Present the data once more in exactly its original form.

-.-.-

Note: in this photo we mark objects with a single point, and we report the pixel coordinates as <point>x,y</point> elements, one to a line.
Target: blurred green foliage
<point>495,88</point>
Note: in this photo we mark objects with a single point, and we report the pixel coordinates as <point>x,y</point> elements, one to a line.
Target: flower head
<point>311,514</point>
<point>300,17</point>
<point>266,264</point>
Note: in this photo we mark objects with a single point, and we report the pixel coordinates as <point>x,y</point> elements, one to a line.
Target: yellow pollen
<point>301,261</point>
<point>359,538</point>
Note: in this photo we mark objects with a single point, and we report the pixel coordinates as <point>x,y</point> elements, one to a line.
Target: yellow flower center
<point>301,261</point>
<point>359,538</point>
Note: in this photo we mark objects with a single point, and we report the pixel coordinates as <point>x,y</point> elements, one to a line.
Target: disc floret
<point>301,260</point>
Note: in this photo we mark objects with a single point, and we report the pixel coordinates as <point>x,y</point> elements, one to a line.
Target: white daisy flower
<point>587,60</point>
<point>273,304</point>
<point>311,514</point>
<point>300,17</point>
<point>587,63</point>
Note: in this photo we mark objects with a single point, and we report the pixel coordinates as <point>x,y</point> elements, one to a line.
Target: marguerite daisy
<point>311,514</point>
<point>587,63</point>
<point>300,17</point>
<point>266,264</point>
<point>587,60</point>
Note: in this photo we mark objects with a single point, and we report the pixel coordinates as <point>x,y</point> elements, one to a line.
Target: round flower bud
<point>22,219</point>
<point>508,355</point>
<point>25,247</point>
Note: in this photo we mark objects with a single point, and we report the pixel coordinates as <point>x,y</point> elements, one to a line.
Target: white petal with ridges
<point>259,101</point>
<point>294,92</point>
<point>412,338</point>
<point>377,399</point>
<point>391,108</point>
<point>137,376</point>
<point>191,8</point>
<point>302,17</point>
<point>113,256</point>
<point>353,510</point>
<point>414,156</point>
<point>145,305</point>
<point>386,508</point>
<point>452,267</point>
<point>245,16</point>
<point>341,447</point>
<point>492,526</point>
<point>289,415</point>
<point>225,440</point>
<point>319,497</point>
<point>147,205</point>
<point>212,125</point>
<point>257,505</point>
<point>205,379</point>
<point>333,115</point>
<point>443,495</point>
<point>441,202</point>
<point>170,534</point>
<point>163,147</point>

-.-.-

**ANSWER TO THIS EXERCISE:**
Note: in this photo we mark objects with a single point, and we report the pixel coordinates as <point>x,y</point> elements, one to a line.
Target: blurred green foliage
<point>495,88</point>
Note: in this photo we mark objects with a single point, and we report the pixel coordinates as <point>x,y</point> elements, one to a line.
Target: flower head
<point>311,514</point>
<point>300,17</point>
<point>266,264</point>
Note: in this photo we mark objects with a single point, and we report the pixel coordinates as <point>x,y</point> elements, one to a line.
Target: yellow pollen
<point>301,261</point>
<point>359,538</point>
Note: in this photo we mark objects with a single point, and we report the pixel coordinates as <point>x,y</point> elements, one to a line.
Target: yellow flower center
<point>301,261</point>
<point>359,538</point>
Note: in this photo we mark objects with a single point, and we report the pixel coordinates as <point>x,y</point> elements, one to a line.
Target: disc floret
<point>301,260</point>
Note: in this photo we mark objects with a single point, and we report the pixel coordinates as <point>x,y</point> elements, one to a line.
Target: white daisy flower
<point>587,60</point>
<point>273,304</point>
<point>311,514</point>
<point>300,17</point>
<point>587,63</point>
Note: in this photo we mark objects with a single point, and we report the pixel coordinates as <point>x,y</point> elements, one to a line.
Target: marguerite daisy
<point>311,514</point>
<point>587,63</point>
<point>300,17</point>
<point>266,264</point>
<point>587,60</point>
Note: in this photo we mark objects with a single point, and we report the pixel coordinates as <point>x,y</point> elements, one to a line.
Target: round flower bud
<point>22,219</point>
<point>508,355</point>
<point>25,247</point>
Note: in this photo we mark objects with a single point, and we report the pixel coordinates as <point>x,y</point> elements, one to a line.
Target: white petal with ridges
<point>259,101</point>
<point>294,92</point>
<point>412,338</point>
<point>377,399</point>
<point>391,108</point>
<point>137,376</point>
<point>191,8</point>
<point>302,17</point>
<point>113,256</point>
<point>353,510</point>
<point>414,156</point>
<point>145,305</point>
<point>386,508</point>
<point>452,267</point>
<point>245,16</point>
<point>341,447</point>
<point>492,526</point>
<point>289,415</point>
<point>225,440</point>
<point>319,497</point>
<point>147,205</point>
<point>212,125</point>
<point>257,505</point>
<point>205,379</point>
<point>333,115</point>
<point>443,495</point>
<point>441,202</point>
<point>170,534</point>
<point>163,147</point>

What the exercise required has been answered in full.